> Items from a dataset
- - - -

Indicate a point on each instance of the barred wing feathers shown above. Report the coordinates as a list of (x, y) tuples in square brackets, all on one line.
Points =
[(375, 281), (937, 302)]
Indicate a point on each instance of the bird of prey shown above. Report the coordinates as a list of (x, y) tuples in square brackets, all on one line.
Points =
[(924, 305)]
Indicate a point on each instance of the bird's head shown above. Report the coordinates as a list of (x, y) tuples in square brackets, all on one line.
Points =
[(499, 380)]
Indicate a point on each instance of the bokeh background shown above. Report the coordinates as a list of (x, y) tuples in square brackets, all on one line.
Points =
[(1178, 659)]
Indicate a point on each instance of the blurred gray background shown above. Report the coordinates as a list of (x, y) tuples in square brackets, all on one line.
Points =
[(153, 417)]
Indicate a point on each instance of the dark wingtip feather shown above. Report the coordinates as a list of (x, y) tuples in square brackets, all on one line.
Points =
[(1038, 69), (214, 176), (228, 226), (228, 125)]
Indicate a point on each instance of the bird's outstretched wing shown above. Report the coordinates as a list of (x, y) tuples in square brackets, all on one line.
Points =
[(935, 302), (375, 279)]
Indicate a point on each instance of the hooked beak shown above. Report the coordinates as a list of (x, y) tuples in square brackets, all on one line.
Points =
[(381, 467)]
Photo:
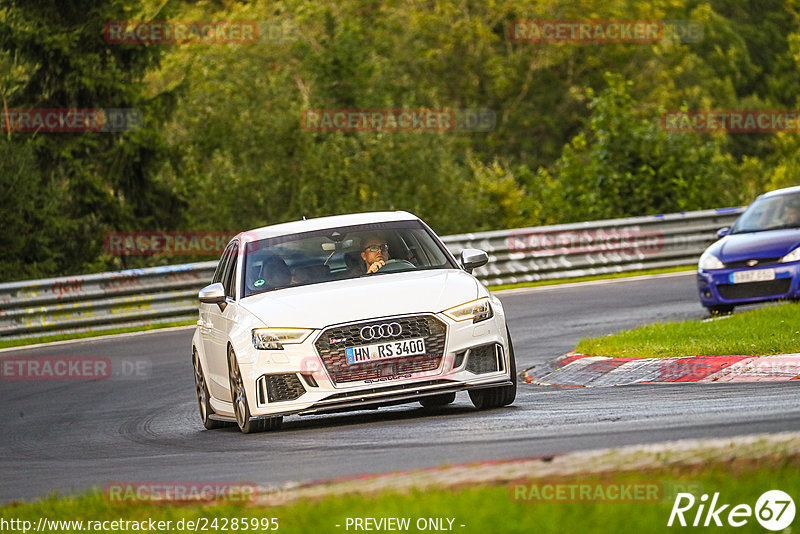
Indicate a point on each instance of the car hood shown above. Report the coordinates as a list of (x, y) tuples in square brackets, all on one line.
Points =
[(769, 244), (320, 305)]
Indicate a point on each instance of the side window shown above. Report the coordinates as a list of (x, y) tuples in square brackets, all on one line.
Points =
[(230, 273), (223, 261)]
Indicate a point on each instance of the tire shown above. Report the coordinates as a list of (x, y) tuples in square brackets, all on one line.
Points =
[(239, 400), (436, 401), (484, 399), (203, 402), (720, 310)]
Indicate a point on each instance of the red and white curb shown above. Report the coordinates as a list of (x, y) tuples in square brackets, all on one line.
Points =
[(580, 370)]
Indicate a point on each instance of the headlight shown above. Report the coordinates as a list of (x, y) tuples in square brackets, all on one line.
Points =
[(276, 338), (792, 256), (477, 310), (709, 261)]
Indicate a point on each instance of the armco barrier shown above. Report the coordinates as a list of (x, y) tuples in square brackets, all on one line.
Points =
[(96, 302)]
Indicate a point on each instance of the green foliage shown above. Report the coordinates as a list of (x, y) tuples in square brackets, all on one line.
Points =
[(577, 135), (624, 165)]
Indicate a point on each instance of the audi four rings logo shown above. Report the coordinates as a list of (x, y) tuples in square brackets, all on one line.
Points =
[(378, 331)]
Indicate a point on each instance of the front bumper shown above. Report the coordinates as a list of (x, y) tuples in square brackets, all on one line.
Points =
[(472, 356), (715, 287)]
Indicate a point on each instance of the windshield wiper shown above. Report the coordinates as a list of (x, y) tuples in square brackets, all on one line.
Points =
[(755, 230)]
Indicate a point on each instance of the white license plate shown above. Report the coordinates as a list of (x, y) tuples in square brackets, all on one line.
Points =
[(758, 275), (385, 351)]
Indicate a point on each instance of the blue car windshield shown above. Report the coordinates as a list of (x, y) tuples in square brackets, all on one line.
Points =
[(770, 213), (339, 254)]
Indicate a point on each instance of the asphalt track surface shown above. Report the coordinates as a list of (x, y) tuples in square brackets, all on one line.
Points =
[(67, 436)]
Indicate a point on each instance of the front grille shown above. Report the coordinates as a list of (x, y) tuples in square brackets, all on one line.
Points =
[(277, 388), (484, 359), (332, 342), (761, 262), (750, 290)]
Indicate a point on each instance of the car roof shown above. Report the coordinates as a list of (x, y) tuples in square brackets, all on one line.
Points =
[(784, 191), (321, 223)]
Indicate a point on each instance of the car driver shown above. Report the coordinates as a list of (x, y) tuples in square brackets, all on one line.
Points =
[(374, 252)]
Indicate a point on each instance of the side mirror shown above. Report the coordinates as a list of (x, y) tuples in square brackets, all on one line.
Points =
[(472, 258), (213, 294)]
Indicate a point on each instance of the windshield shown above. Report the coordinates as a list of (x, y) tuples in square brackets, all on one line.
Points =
[(770, 213), (340, 254)]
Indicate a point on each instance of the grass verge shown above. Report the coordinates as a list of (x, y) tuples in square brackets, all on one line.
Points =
[(506, 508), (9, 343), (768, 330), (607, 276)]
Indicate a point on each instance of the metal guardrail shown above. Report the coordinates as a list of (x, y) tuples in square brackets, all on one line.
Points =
[(137, 297)]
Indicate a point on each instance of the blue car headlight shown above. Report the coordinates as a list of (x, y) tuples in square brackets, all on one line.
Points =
[(709, 261), (792, 256)]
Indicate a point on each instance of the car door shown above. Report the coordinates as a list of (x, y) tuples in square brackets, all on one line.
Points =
[(218, 324)]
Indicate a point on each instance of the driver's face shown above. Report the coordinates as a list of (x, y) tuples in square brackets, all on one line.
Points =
[(375, 249)]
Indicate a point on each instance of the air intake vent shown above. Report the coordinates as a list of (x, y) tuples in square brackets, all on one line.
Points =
[(485, 359), (279, 388)]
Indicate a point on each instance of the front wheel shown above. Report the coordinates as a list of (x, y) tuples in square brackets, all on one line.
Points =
[(239, 399), (203, 402), (486, 398)]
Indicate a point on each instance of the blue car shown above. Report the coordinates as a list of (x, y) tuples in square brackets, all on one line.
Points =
[(757, 259)]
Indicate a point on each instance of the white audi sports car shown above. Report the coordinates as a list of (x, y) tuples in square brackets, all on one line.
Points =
[(341, 313)]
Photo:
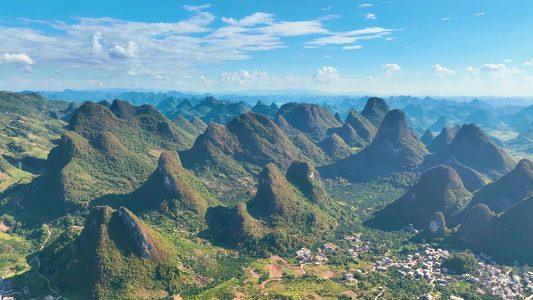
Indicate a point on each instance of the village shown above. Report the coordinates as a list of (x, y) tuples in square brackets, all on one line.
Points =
[(427, 265)]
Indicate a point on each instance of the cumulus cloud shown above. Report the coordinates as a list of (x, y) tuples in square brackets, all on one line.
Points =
[(196, 8), (351, 37), (244, 77), (164, 51), (19, 58), (369, 16), (494, 70), (390, 68), (352, 47), (326, 75), (441, 71), (121, 52)]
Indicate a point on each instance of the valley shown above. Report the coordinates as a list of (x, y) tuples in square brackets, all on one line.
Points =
[(199, 198)]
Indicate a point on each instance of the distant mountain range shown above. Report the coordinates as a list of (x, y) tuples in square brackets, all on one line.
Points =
[(175, 197)]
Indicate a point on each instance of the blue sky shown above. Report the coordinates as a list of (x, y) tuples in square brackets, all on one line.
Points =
[(417, 47)]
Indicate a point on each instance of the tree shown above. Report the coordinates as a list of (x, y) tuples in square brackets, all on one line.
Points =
[(461, 263)]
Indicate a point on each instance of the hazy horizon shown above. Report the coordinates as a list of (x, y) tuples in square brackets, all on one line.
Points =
[(364, 47)]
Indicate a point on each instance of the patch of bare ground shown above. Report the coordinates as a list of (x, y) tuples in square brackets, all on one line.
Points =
[(350, 293), (149, 294), (315, 295), (253, 274), (3, 227)]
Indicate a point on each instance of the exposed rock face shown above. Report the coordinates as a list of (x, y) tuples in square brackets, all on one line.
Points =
[(393, 149), (437, 224), (181, 183), (198, 123), (338, 118), (476, 225), (141, 240), (472, 147), (375, 110), (304, 177), (427, 137)]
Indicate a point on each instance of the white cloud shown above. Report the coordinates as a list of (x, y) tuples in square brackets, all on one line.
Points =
[(231, 21), (244, 77), (494, 70), (256, 18), (351, 37), (326, 75), (121, 52), (441, 71), (369, 16), (28, 69), (492, 67), (197, 8), (472, 70), (390, 68), (19, 58), (352, 47)]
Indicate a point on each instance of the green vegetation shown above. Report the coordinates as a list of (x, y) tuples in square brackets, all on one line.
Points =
[(123, 203), (461, 263)]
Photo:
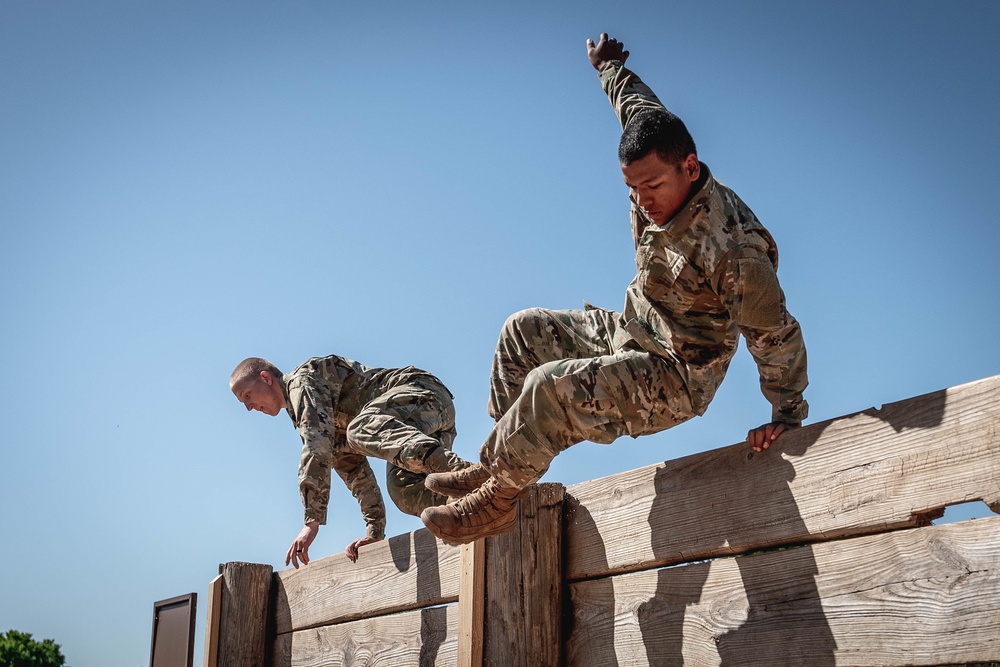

- - - -

> Required work
Wherever the string "cloud" appears in a line above, copy that line.

> Finished task
Indicate a point on each instance of the cumulus cloud shown above. Report the coordinates as a list of (x, y) tuples in square brackets, all on one line.
Indicate a point on each instance of the white cloud shown above. Report the coordinates as a list of (x, y) tuples in square brackets, all on one line.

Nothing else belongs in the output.